What you will do
Rewrite every one of the entries below with "Provide" swapped for "Return" and everything else unchanged. Omit the pictures from your answer.

--- Begin Record excerpts ---

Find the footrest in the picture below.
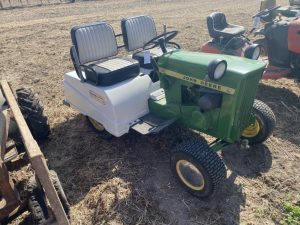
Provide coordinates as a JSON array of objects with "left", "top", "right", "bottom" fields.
[{"left": 131, "top": 113, "right": 177, "bottom": 135}]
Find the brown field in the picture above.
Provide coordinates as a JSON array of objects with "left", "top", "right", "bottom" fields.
[{"left": 0, "top": 0, "right": 300, "bottom": 225}]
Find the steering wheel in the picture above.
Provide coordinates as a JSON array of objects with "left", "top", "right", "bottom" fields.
[
  {"left": 143, "top": 30, "right": 179, "bottom": 53},
  {"left": 252, "top": 5, "right": 281, "bottom": 18}
]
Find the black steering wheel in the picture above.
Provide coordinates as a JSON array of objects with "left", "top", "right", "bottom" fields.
[
  {"left": 143, "top": 30, "right": 179, "bottom": 53},
  {"left": 252, "top": 5, "right": 281, "bottom": 18}
]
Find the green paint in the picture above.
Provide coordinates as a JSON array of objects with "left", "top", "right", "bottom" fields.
[{"left": 149, "top": 50, "right": 265, "bottom": 143}]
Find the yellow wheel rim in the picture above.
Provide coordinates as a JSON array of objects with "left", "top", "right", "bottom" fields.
[
  {"left": 242, "top": 119, "right": 261, "bottom": 138},
  {"left": 89, "top": 117, "right": 105, "bottom": 131},
  {"left": 176, "top": 159, "right": 205, "bottom": 191}
]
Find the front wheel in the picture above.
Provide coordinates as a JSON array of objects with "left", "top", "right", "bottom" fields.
[
  {"left": 242, "top": 99, "right": 276, "bottom": 145},
  {"left": 170, "top": 139, "right": 226, "bottom": 199}
]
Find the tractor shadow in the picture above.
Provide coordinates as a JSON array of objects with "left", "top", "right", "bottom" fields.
[
  {"left": 257, "top": 84, "right": 300, "bottom": 145},
  {"left": 38, "top": 115, "right": 245, "bottom": 225}
]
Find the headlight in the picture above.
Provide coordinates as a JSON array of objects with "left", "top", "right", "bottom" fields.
[
  {"left": 208, "top": 59, "right": 227, "bottom": 80},
  {"left": 244, "top": 44, "right": 261, "bottom": 60}
]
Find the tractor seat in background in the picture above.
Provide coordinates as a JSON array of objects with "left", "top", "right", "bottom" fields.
[
  {"left": 71, "top": 22, "right": 140, "bottom": 86},
  {"left": 121, "top": 16, "right": 175, "bottom": 69},
  {"left": 207, "top": 12, "right": 245, "bottom": 39}
]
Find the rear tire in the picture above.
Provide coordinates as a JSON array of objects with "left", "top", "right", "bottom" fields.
[
  {"left": 170, "top": 138, "right": 226, "bottom": 199},
  {"left": 16, "top": 88, "right": 50, "bottom": 140},
  {"left": 242, "top": 99, "right": 276, "bottom": 145}
]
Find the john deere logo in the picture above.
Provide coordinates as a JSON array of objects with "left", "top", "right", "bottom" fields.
[{"left": 159, "top": 67, "right": 235, "bottom": 95}]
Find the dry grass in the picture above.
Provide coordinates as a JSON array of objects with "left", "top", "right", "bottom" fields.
[{"left": 0, "top": 0, "right": 300, "bottom": 225}]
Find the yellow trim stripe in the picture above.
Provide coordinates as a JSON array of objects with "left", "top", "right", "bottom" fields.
[{"left": 159, "top": 67, "right": 235, "bottom": 95}]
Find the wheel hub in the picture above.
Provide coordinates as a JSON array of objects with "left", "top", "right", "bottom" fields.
[
  {"left": 176, "top": 160, "right": 205, "bottom": 191},
  {"left": 242, "top": 119, "right": 261, "bottom": 138},
  {"left": 89, "top": 117, "right": 105, "bottom": 131}
]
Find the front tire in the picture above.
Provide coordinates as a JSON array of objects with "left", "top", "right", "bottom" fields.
[
  {"left": 170, "top": 138, "right": 226, "bottom": 199},
  {"left": 242, "top": 99, "right": 276, "bottom": 145}
]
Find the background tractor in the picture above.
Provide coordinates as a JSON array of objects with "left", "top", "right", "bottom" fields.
[
  {"left": 0, "top": 81, "right": 70, "bottom": 225},
  {"left": 64, "top": 16, "right": 275, "bottom": 198},
  {"left": 201, "top": 2, "right": 300, "bottom": 79}
]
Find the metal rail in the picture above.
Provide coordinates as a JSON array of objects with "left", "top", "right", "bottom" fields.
[{"left": 0, "top": 80, "right": 70, "bottom": 225}]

--- End Record excerpts ---

Answer to the task
Find the footrest in the picture below.
Return coordinates as a JSON array of objects with "left", "top", "right", "bottom" fields.
[{"left": 131, "top": 113, "right": 177, "bottom": 135}]
Find the brown field in the picture above.
Return coordinates as a JSON array of objects with "left", "top", "right", "bottom" fields.
[{"left": 0, "top": 0, "right": 300, "bottom": 225}]
Find the steering wheel in the picture above.
Return coordinates as a JSON array of objects with "left", "top", "right", "bottom" fields.
[
  {"left": 143, "top": 30, "right": 179, "bottom": 53},
  {"left": 252, "top": 5, "right": 281, "bottom": 18}
]
Find the black steering wheel in the picture above.
Return coordinates as a JSON array of objects with "left", "top", "right", "bottom" fields.
[
  {"left": 143, "top": 30, "right": 179, "bottom": 53},
  {"left": 252, "top": 5, "right": 281, "bottom": 18}
]
Find the green paint in the picture above.
Return coordinates as a JSON array of objects with "left", "top", "right", "bottom" fields.
[{"left": 149, "top": 50, "right": 265, "bottom": 143}]
Find the yellow wheel rim in the picture above.
Return coordinates as a JSON array of objects with "left", "top", "right", "bottom" fields.
[
  {"left": 242, "top": 119, "right": 261, "bottom": 138},
  {"left": 89, "top": 117, "right": 105, "bottom": 131},
  {"left": 176, "top": 159, "right": 205, "bottom": 191}
]
Find the front wheel in the picture above.
Return coordinates as a JSON array of objects with "left", "top", "right", "bottom" fields.
[
  {"left": 242, "top": 99, "right": 276, "bottom": 145},
  {"left": 170, "top": 139, "right": 226, "bottom": 199}
]
Find the tractor shadow in the picture above.
Return coordinates as a JSON array of objects with "left", "top", "right", "bottom" fields.
[
  {"left": 257, "top": 84, "right": 300, "bottom": 145},
  {"left": 38, "top": 115, "right": 245, "bottom": 225}
]
Find the headlight in the picture above.
Return coordinates as a JSON array of objects with "left", "top", "right", "bottom" fields.
[
  {"left": 208, "top": 59, "right": 227, "bottom": 80},
  {"left": 244, "top": 44, "right": 261, "bottom": 60}
]
Find the tractor seat in background in the picture above.
Return coordinates as a JSON array of objects with "left", "top", "right", "bottom" fields.
[
  {"left": 71, "top": 22, "right": 140, "bottom": 86},
  {"left": 121, "top": 16, "right": 175, "bottom": 69},
  {"left": 207, "top": 12, "right": 245, "bottom": 39}
]
Find the rear tire in the picture above.
Return coordinates as a JSON array of objects with "left", "top", "right", "bottom" fields.
[
  {"left": 170, "top": 138, "right": 226, "bottom": 199},
  {"left": 16, "top": 88, "right": 50, "bottom": 140},
  {"left": 242, "top": 99, "right": 276, "bottom": 145}
]
Find the john deere logo in the picture above.
Return coordinates as a JSON array of objects with "left", "top", "right", "bottom" fields.
[{"left": 159, "top": 67, "right": 235, "bottom": 95}]
Find the dry grass in the picture above.
Return coordinates as a JSON array of objects with "left", "top", "right", "bottom" fields.
[{"left": 0, "top": 0, "right": 300, "bottom": 225}]
Find the yellow trim stripe in the picture above.
Return coordinates as a JSON array of objects with "left", "top", "right", "bottom" fields.
[{"left": 159, "top": 67, "right": 235, "bottom": 95}]
Find the wheel hub in the picture above.
Return coordinates as a JSON array of objects with "left", "top", "right", "bottom" fields.
[
  {"left": 176, "top": 160, "right": 205, "bottom": 191},
  {"left": 242, "top": 119, "right": 261, "bottom": 138},
  {"left": 89, "top": 117, "right": 105, "bottom": 131}
]
Find the front tire in the picture above.
Return coordinates as a JSON array of objects with "left", "top", "right", "bottom" fields.
[
  {"left": 170, "top": 138, "right": 226, "bottom": 199},
  {"left": 242, "top": 99, "right": 276, "bottom": 145}
]
Find the background tractor in the picture above.
Return coordinates as a JSON array of objects with "left", "top", "right", "bottom" fields.
[
  {"left": 0, "top": 81, "right": 70, "bottom": 225},
  {"left": 64, "top": 16, "right": 275, "bottom": 198},
  {"left": 201, "top": 2, "right": 300, "bottom": 79}
]
Find the metal rail in the picture above.
Return coordinates as a JSON array of objects with "left", "top", "right", "bottom" fields.
[{"left": 0, "top": 80, "right": 70, "bottom": 225}]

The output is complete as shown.